Natural-language object grounding data
★ ★ ★ ★

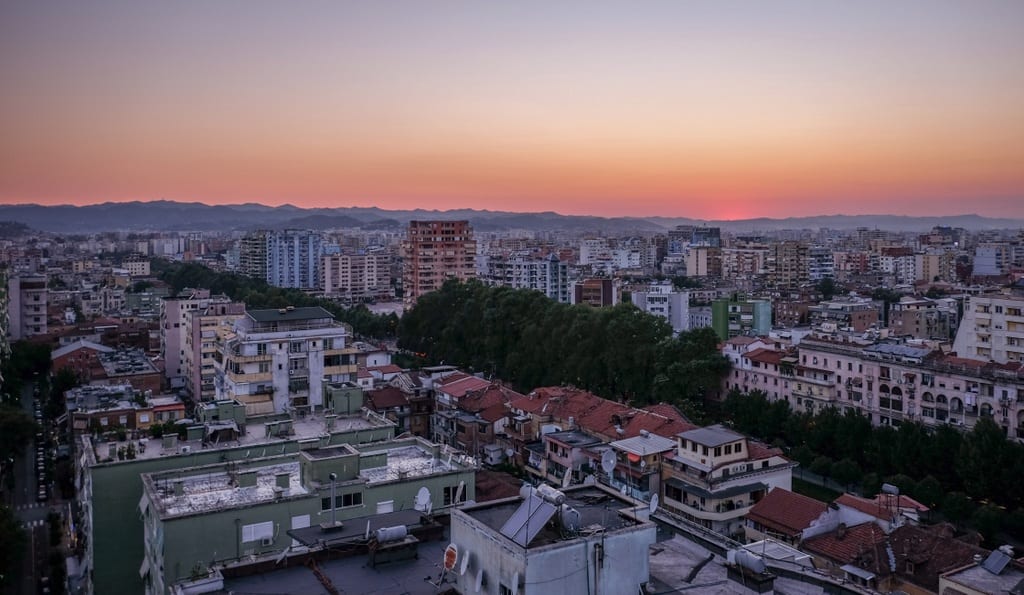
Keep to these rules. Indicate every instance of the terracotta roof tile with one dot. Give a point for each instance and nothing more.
(845, 550)
(786, 512)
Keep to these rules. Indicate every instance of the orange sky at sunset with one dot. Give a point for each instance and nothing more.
(704, 110)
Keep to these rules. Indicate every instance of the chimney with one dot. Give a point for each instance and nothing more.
(247, 478)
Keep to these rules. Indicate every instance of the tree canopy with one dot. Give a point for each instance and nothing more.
(529, 340)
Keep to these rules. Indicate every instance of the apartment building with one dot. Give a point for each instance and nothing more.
(434, 252)
(717, 475)
(357, 277)
(548, 274)
(200, 356)
(280, 360)
(663, 300)
(27, 301)
(992, 329)
(787, 264)
(732, 316)
(294, 258)
(174, 330)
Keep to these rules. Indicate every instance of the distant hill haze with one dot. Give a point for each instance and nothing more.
(170, 215)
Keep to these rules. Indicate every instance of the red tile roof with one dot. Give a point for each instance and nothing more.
(386, 397)
(845, 550)
(786, 512)
(870, 507)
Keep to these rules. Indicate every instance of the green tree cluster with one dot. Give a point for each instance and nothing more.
(529, 340)
(257, 294)
(967, 475)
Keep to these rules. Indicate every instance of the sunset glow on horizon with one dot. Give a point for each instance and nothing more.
(706, 110)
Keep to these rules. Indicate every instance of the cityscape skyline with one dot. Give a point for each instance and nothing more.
(699, 110)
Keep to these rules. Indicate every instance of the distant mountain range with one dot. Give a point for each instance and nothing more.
(170, 215)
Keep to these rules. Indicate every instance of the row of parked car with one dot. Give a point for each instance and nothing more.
(42, 495)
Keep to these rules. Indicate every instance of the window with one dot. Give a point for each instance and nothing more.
(257, 532)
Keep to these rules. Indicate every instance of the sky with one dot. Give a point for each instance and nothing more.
(719, 109)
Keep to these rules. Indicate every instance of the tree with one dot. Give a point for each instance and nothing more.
(16, 429)
(11, 546)
(846, 472)
(956, 507)
(827, 288)
(821, 466)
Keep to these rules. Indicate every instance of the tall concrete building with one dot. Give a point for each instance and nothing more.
(356, 277)
(663, 300)
(549, 275)
(294, 258)
(730, 317)
(434, 252)
(252, 255)
(28, 298)
(992, 329)
(174, 330)
(787, 264)
(280, 360)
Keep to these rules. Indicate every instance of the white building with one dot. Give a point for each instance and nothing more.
(280, 360)
(663, 300)
(293, 258)
(174, 330)
(581, 540)
(992, 328)
(28, 299)
(548, 275)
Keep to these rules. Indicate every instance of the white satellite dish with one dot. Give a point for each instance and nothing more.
(423, 500)
(608, 462)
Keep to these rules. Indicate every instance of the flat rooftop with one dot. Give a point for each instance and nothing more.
(256, 436)
(408, 461)
(218, 490)
(598, 511)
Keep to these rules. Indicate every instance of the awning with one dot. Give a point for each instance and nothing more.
(857, 571)
(717, 494)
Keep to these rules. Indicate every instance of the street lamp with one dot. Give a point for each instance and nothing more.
(334, 478)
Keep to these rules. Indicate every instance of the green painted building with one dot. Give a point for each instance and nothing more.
(198, 518)
(733, 316)
(111, 489)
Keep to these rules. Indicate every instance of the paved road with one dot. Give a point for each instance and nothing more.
(28, 509)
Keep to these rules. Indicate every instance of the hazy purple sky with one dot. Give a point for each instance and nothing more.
(683, 108)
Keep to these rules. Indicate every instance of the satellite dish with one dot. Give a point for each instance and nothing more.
(423, 500)
(451, 556)
(608, 462)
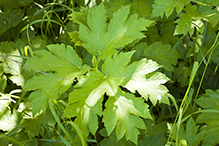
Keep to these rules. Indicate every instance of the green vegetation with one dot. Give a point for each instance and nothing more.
(127, 72)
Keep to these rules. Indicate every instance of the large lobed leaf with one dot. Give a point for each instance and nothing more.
(62, 67)
(85, 101)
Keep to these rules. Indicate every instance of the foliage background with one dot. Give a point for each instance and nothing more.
(128, 72)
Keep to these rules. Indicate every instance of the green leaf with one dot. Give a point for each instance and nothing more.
(11, 64)
(191, 134)
(146, 81)
(123, 111)
(101, 39)
(112, 140)
(206, 2)
(34, 126)
(143, 8)
(85, 101)
(88, 97)
(209, 101)
(9, 19)
(193, 18)
(3, 80)
(65, 64)
(8, 121)
(161, 7)
(159, 53)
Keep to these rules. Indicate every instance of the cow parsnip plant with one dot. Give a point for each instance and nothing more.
(129, 72)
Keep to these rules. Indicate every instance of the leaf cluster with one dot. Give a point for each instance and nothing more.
(128, 72)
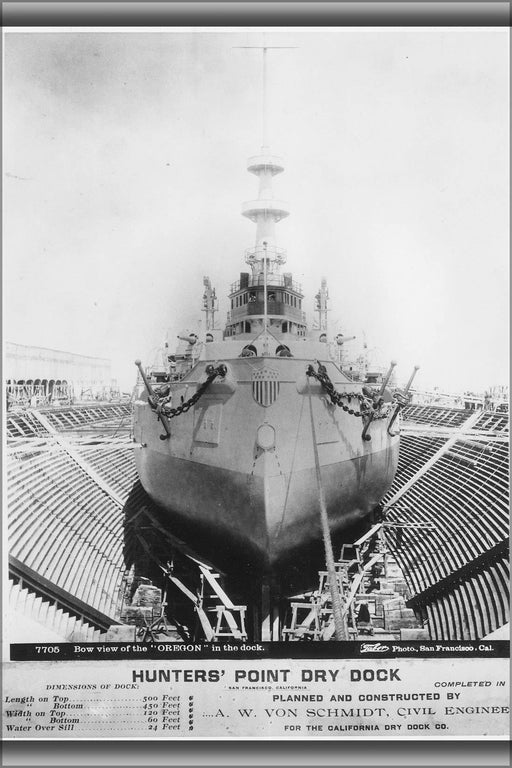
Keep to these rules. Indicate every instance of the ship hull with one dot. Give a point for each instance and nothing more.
(244, 503)
(262, 519)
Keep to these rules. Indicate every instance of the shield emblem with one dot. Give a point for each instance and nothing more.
(265, 386)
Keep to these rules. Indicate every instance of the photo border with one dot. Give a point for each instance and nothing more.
(19, 14)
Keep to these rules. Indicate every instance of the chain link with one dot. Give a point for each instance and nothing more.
(165, 409)
(367, 405)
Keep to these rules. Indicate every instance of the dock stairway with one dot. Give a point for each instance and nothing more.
(373, 592)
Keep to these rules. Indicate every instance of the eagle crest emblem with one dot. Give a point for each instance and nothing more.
(265, 385)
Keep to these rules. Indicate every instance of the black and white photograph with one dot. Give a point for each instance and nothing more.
(256, 338)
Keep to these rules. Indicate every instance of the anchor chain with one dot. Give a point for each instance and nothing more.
(367, 404)
(163, 405)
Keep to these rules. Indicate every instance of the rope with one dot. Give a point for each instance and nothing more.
(337, 608)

★ ★ ★ ★

WORK REQUIRED
Every line of the records must come back unchanged, except that pictures are dropped.

RESULT FOR THIS EXERCISE
Keep to these rules. Indicate every instance of the terracotta roof tile with one dot. Give a point for each instance and nothing more.
(845, 550)
(786, 512)
Keep to these rules. Indicate every instance of the orange sky at sunset with one dot. Give a point for each instance and nothing more.
(704, 110)
Keep to these rules. Indicate every instance of the chimney with one dot. Give a point for each instance and nothing more.
(247, 478)
Keep to these rules. Indicate every instance of the tree canopy with one dot. Give a point for each instance and nothing more.
(529, 340)
Keep to these rules. Indicate every instance of the apartment building with one dot. Give a point for each instance and nothing more.
(434, 252)
(717, 475)
(357, 277)
(548, 274)
(200, 356)
(280, 360)
(663, 300)
(27, 301)
(992, 329)
(787, 264)
(732, 316)
(294, 258)
(174, 330)
Keep to these rules. Indicate every instance of the distant hill haze with one dot. Give a point for each instance and nothing more.
(170, 215)
Keep to these rules. Indicate every instance of the red tile roof with one dot. Give a point for each instance and nothing more.
(386, 397)
(845, 550)
(786, 512)
(870, 507)
Keep to these rules. Indicate every instance of the green tree cluster with one dot. Give a point for each instance and nothing more.
(529, 340)
(257, 294)
(967, 475)
Keep to these rules. Indicate every instance of the sunset glow on horizon with one dot. Give a point for each instance and nothing more.
(706, 110)
Keep to these rules. Indicate every instance of the cityscape skyline with one dot. Give a point for each instance and nothing more.
(699, 110)
Keep to these rules. Indicate every instance of the distant mountain range with one dot. Give a point for each instance and nothing more.
(170, 215)
Keep to these rules. Indicate every instance of the row of parked car with one dot. Give a point for each instance and nothing more.
(42, 495)
Keep to these rules. Indicate every instance of the window with one dot. Give a point for each instance and nothing more.
(257, 532)
Keep to these rules. Indicate every instance of the sky with one dot. Give a point for each instance and nothing more.
(719, 109)
Keep to these rules. Indicate every instance of the tree with one dot. Give a point for each instance and nothing more.
(16, 429)
(11, 546)
(846, 472)
(956, 507)
(827, 288)
(821, 466)
Keep to these rules. Indicate every instance of the tall concrete building with one dot. Give a point for each instance and nothing more.
(356, 277)
(663, 300)
(549, 275)
(294, 258)
(730, 317)
(434, 252)
(252, 255)
(28, 298)
(992, 329)
(174, 330)
(787, 264)
(280, 360)
Keep to these rules. Indicate every instance of the white building with one dot. Give a point for each instance and nothing more.
(280, 360)
(663, 300)
(293, 258)
(174, 330)
(581, 540)
(992, 328)
(28, 299)
(548, 275)
Keep to these rules. Indicate every instance of the white satellite dish with one dot. Give a point for each instance and nothing more.
(423, 500)
(608, 462)
Keep to these rules. Indicate every instance of the flat rooftop with one dot. Give a point for each instance and nothing more.
(256, 436)
(408, 461)
(218, 490)
(598, 511)
Keep to these rules. Indicate every instance of the awning with one dot. Give a point for each instance and nothing more.
(857, 571)
(717, 494)
Keep to these rules. Indicate every instance of the street lamp with one dot. Give a point for each instance and nothing more.
(334, 478)
Keep to these rules. Indicate every instance of the green painted building with one dot. Give a point for each instance and nothing more.
(198, 518)
(733, 316)
(111, 489)
Keep to these rules. Indicate every instance of the paved road with one dot. Give a point for each instance and nothing more.
(28, 509)
Keep to these rules. Indicate every instance of the hazy purple sky with one dot. Give a point for each instance and nothing more.
(683, 108)
Keep to these rules. Indicate every instance of the satellite dish with one dot. Give a point for each instance and nothing more.
(423, 500)
(451, 556)
(608, 462)
Keep to these rules. Indicate every instance of the green vegetation with one dot. Give a point for each instance and nothing more.
(127, 72)
Keep to these rules. Indicate every instance of the large lobed leaf with one dot. Give a point for each instance and nothing more.
(62, 67)
(85, 101)
Keep to these rules. Indicate every instance of the foliage background with one dot. Give a point for each instance and nothing more.
(128, 72)
Keep to these rules. Indicate every instance of the green leaf with one dot. Give a point for each instance and nothing more.
(11, 64)
(191, 134)
(146, 81)
(123, 111)
(101, 39)
(112, 140)
(206, 2)
(34, 126)
(143, 8)
(85, 101)
(88, 97)
(209, 101)
(9, 19)
(193, 18)
(3, 80)
(65, 64)
(8, 121)
(161, 7)
(159, 53)
Keep to these rules. Indicate every instance of the cow parsnip plant with one dot. Give a point for each instance and nothing more.
(129, 72)
Keep to these rules. Indicate every instance of the leaf cluster with one dot. Give a point for each instance and nothing more.
(128, 72)
Keep to these rules. Indicate every instance of the ship hull with one dot. Give a point for each instance and nothing more.
(244, 503)
(262, 519)
Keep to these rules. Indicate every instance of the shield emblem with one dot. Give a point for each instance and nothing more.
(265, 386)
Keep to these rules. Indicate every instance of the photo border with one dot. Give a point for each instance and nothing more.
(19, 14)
Keep to these rules. Indicate every instance of the chain link with one dot. Give a point for each instance and nothing more.
(165, 409)
(367, 405)
Keep to these rules. Indicate every instance of the dock stairway with one dot. Give a point for each instance and nothing more.
(373, 592)
Keep to these rules. Indicate every instance of the eagle crest emblem with one dot. Give a point for each instance and nothing more.
(265, 385)
Keep to these rules. Indicate every instance of the black and white photograph with one dot. Give a point for each instance and nothing more.
(256, 338)
Keep to these rules. Indicate every instance of the anchor chain with one dot. Give a point for each instance and nothing more.
(367, 404)
(163, 405)
Keep to these rules. Indicate every instance of the rope with one dot. Give a point for each instance and nothing more.
(337, 608)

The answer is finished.